* **Selected excerpt**

════════

I just finished re-reading what I consider to be some of the best information about couples and relationships out there, Dr. Susan Johnson’s “Hold Me Tight: Conversations for a Lifetime of Love” (2008). Dr. Johnson is the founder of Emotionally-Focused Couples Therapy and her book explores the attachment principles behind human connection, specifically within intimate partnerships. For many people, this book serves as a complete reframe of conflict within couples. We often try and tackle relationship conflict with tools and skill building. While these things are important, they often miss the mark.
In the book, Dr. Johnson beautifully illustrates how the basis of all human interaction is rooted in emotional connection and attachment. Our sense of safety as adults is often a reflection of the level of safety we experienced as infants with our caregivers. If we had a safe, secure attachment to these foundational caregiver figures, research suggests that we are apt to give and seek love more readily. This has a direct impact on our ability to foster healthy relationships as well as respond to adversity with resilience. As it pertains to our intimate relationships, Dr. Johnson argues that securely attached couples “roll with the hurts better.” These couples also tend to have healthier balance of “separateness” and “togetherness,” and can report more positive views of themselves.\
Dr. Johnson goes further to discuss how connection and conflict are both important components of intimate relationships. When we fight with our partner, we are essentially protesting the fact that we feel emotionally disconnected from him or her. Tools and skillbuilding in this situation, while well-intentioned, might not adequately resolve the problem in a sustainable way. Skills might help temporarily, but they only address the symptoms of the relationship problem rather than resolving the core issue. In other words, relying solely on skills to resolve marital conflict is like taking pain relievers for chronic headaches that are ultimately being caused by the deeper problem of needing to wear eyeglasses. Learning more skills won’t hurt, but it also certainly won’t resolve the root of problem.

════════

* **Extracted data**
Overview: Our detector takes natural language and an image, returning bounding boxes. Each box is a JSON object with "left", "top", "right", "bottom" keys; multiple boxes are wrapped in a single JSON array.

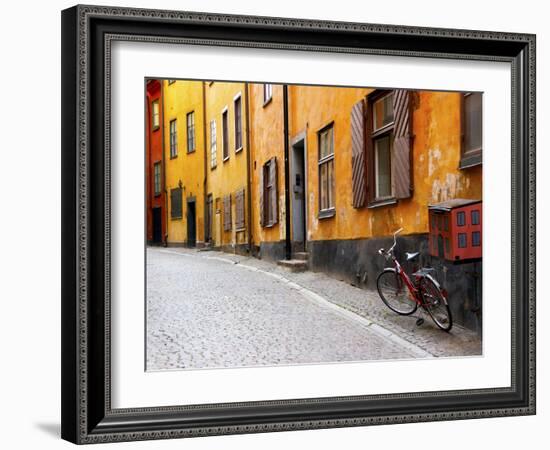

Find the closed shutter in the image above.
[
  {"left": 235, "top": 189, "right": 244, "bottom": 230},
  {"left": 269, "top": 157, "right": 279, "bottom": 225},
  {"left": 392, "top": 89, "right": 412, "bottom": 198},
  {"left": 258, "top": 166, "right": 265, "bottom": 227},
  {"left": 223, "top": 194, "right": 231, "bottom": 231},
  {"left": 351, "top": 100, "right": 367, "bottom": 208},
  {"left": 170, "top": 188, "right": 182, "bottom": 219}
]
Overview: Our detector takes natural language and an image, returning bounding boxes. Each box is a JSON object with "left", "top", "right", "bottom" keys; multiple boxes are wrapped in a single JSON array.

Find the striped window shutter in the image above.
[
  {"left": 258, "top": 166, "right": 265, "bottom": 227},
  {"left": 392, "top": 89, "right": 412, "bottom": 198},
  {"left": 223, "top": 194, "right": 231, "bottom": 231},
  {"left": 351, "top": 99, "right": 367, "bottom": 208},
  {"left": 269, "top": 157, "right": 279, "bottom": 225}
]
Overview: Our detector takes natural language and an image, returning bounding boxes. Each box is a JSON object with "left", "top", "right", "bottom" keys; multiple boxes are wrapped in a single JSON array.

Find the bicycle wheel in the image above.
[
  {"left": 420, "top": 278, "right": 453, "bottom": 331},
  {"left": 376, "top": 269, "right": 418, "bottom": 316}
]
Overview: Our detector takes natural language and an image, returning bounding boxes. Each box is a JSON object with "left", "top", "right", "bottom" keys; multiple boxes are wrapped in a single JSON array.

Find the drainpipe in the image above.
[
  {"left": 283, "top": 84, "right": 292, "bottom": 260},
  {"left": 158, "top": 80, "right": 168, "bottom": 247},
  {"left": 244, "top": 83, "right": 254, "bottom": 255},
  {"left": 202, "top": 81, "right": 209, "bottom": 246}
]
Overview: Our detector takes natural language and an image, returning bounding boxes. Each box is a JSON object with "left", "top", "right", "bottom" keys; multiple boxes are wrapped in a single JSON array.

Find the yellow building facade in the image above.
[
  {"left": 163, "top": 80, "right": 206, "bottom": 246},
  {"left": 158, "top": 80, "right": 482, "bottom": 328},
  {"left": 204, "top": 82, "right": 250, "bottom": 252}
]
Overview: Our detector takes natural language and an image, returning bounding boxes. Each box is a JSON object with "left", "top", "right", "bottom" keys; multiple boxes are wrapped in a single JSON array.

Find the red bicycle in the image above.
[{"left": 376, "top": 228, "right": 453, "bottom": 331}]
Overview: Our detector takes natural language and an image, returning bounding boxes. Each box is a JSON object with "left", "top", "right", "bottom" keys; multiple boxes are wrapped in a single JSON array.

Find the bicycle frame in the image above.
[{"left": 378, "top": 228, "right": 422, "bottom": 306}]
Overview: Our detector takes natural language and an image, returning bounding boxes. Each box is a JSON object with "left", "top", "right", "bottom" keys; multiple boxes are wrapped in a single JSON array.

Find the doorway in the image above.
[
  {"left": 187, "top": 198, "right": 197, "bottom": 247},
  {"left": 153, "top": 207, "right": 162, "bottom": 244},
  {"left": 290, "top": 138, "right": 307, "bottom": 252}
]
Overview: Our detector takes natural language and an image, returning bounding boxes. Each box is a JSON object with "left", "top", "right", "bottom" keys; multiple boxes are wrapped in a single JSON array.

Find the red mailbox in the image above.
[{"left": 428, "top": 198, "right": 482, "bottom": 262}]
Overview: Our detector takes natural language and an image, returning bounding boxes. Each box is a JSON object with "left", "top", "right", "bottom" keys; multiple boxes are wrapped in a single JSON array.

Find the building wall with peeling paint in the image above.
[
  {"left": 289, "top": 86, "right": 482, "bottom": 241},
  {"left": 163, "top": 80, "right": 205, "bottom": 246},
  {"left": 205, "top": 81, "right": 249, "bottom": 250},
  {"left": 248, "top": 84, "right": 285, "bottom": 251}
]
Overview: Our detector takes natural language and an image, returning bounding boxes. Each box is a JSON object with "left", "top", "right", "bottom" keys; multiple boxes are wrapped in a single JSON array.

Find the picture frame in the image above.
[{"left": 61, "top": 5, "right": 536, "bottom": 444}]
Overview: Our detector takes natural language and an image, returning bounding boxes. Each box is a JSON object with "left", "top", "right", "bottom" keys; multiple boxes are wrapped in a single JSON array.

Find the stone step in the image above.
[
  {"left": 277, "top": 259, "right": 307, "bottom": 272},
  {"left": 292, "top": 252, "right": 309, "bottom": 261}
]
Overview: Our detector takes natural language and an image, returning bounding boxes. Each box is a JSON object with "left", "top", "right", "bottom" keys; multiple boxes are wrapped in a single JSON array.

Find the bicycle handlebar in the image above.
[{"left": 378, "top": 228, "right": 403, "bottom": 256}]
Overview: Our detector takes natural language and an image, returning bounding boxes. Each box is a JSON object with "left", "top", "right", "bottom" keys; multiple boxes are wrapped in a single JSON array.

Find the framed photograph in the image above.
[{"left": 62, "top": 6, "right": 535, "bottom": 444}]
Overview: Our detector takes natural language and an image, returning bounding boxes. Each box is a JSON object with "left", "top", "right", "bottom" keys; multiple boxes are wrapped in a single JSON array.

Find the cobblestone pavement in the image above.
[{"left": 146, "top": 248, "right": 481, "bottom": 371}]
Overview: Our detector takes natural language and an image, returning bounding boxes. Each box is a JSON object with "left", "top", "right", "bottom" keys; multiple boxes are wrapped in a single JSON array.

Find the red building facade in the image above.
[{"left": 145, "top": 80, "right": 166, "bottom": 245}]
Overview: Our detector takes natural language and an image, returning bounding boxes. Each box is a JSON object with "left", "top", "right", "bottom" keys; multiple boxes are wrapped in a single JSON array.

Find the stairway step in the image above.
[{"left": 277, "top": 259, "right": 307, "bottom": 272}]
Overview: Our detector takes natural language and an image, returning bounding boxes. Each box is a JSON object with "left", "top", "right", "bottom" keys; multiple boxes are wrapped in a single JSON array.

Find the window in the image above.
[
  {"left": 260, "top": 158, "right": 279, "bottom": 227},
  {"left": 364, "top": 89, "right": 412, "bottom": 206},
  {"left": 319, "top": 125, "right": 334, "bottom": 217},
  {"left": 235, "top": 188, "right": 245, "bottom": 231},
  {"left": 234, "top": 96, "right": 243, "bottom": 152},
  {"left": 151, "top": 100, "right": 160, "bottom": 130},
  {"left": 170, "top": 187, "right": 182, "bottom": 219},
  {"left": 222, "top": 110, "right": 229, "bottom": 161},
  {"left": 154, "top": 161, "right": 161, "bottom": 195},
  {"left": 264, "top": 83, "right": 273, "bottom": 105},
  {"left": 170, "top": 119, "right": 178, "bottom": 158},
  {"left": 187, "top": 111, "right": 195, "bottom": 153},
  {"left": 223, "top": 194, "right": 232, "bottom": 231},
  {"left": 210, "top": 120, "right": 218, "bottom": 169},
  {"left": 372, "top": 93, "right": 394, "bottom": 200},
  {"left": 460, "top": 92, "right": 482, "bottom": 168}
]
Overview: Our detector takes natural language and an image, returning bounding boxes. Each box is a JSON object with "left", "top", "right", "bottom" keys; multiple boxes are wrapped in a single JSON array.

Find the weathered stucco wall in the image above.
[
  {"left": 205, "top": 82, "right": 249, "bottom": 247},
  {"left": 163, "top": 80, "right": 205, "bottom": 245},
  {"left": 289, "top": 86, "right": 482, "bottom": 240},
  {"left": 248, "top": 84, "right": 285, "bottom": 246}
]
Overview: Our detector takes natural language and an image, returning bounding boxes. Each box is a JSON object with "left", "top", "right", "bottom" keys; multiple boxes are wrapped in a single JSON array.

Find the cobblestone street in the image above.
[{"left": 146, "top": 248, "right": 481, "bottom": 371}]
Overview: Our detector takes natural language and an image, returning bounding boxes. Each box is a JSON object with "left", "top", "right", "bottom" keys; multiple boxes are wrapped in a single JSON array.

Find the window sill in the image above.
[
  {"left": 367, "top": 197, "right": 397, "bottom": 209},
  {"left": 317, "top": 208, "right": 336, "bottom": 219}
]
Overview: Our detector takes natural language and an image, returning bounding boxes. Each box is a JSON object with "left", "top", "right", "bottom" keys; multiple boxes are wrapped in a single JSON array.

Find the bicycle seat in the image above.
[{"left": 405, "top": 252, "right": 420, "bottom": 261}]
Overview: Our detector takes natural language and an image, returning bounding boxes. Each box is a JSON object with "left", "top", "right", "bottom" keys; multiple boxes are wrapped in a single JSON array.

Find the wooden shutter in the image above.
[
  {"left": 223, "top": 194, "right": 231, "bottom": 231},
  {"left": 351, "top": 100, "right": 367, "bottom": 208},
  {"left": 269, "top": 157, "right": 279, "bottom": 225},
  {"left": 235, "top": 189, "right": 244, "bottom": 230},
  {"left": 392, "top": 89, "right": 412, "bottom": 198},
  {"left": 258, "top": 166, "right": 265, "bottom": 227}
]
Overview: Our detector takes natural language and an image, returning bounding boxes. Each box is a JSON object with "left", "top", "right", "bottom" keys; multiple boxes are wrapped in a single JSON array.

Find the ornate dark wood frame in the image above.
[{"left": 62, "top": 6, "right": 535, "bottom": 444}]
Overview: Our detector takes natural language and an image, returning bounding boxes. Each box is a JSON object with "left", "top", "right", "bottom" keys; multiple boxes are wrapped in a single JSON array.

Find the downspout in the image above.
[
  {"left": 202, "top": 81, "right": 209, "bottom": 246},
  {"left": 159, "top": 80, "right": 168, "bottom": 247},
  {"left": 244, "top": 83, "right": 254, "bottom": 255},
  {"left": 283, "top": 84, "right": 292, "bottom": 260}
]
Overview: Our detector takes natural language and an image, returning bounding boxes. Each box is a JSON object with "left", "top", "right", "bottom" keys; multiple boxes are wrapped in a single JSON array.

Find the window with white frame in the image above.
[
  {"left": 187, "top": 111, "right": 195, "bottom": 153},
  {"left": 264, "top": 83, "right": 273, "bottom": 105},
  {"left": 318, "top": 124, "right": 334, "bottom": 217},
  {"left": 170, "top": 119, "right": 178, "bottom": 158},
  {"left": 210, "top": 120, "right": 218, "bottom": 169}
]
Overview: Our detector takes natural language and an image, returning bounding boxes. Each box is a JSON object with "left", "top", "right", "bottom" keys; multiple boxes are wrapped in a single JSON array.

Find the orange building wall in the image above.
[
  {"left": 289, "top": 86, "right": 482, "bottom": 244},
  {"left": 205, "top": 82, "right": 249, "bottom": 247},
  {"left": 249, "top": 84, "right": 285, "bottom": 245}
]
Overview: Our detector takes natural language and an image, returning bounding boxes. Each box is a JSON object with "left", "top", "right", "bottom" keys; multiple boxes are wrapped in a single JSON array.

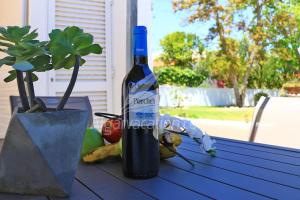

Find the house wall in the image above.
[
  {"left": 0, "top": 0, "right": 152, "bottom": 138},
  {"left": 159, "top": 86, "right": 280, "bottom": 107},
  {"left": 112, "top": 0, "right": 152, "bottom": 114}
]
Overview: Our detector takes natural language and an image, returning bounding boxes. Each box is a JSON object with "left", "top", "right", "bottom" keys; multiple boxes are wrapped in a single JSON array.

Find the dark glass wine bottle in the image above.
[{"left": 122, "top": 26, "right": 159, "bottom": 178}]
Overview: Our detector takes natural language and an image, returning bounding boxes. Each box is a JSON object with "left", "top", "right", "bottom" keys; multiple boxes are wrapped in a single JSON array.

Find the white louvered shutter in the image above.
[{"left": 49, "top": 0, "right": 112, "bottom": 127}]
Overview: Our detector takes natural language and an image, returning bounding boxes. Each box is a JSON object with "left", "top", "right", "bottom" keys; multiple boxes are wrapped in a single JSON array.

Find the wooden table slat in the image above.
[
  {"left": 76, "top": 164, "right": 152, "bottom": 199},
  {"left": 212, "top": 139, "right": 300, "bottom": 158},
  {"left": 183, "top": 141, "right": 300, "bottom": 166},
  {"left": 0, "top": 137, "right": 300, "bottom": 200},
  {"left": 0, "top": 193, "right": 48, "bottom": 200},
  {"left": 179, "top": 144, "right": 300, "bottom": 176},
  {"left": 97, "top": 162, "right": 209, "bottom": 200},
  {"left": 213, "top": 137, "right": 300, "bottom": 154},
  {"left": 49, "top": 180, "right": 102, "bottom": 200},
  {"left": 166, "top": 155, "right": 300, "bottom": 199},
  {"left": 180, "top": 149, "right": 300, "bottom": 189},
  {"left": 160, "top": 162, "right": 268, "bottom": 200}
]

════════

* **What this exercise asks**
1 - Repeat, word for word, the passage of the post on Hold Me Tight that opens with the words containing "I just finished" and closes with "miss the mark.".
2 - Answer these questions from the post on Hold Me Tight:
(a) What form of therapy did Dr. Susan Johnson found?
(b) How, in Dr. Johnson's phrase, do securely attached couples deal with hurts?
(c) In the comparison with chronic headaches, what is the deeper problem causing them?
3 - Carry the post on Hold Me Tight forward, beginning after its final sentence.
The rows play no part in this work.

* **Answers for the exercise**
1 -
I just finished re-reading what I consider to be some of the best information about couples and relationships out there, Dr. Susan Johnson’s “Hold Me Tight: Conversations for a Lifetime of Love” (2008). Dr. Johnson is the founder of Emotionally-Focused Couples Therapy and her book explores the attachment principles behind human connection, specifically within intimate partnerships. For many people, this book serves as a complete reframe of conflict within couples. We often try and tackle relationship conflict with tools and skill building. While these things are important, they often miss the mark.

2 -
(a) Emotionally-Focused Couples Therapy.
(b) They "roll with the hurts better."
(c) Needing to wear eyeglasses.

3 -
Dr. Johnson describes interactions between couples (especially conflict) as a dance of sorts. She describes the dance using the following example: “The more one partner does ________________ the more the other partner will ___________________, which causes the first partner to continue to ______________” and the cycle continues over and over again. These cycles could lead to positive outcomes depending on what each partner is doing in their part of the interaction/dance, but on the other hand can lead to chronic, repetitive, and unproductive interaction patterns as well. When the dance goes wrong over and over again, couples can feel like they just have the same argument without any progress. One week the conflict might be about the dishes. Another time the conflict might be about parenting responsibilities. Regardless of the content of the conflict, it can become the same exhausting fight and the same hurt feelings without any measurable improvement. Over time, the emotional wounds sustained during these conflicts can erode the integrity, trust, attachment, and emotional safety in the relationship. Dr. Johnson proposes that the only way to solve the core conflict is for both partners to more deeply understand the cyclical dance they are trapped in and look for new roles, interaction styles, and interpretations that disrupt the negative pattern.
Although these concepts could be a paradigm shift for most of us, I believe the shift is a hopeful one. If we can master our understanding of the cycles we are caught in, then we have the opportunity to change them. Even more exciting is the fact that once the unproductive patterns are altered, the emotional intensity and stuckness associated with repetitive conflict is greatly diminished. Couples who once felt so weary and hopeless can feel a sense of renewal and healing. Obviously it takes work to change habits, patterns, and cycles. However, consider how hard you might be working already when you constantly deal with the same chronic and unproductive conflict. There can be meaningful change when we are more aware of our sense of attachment to our partners, the behaviors and interactions we manifest, and the real benefits of shifting into healthier patterns.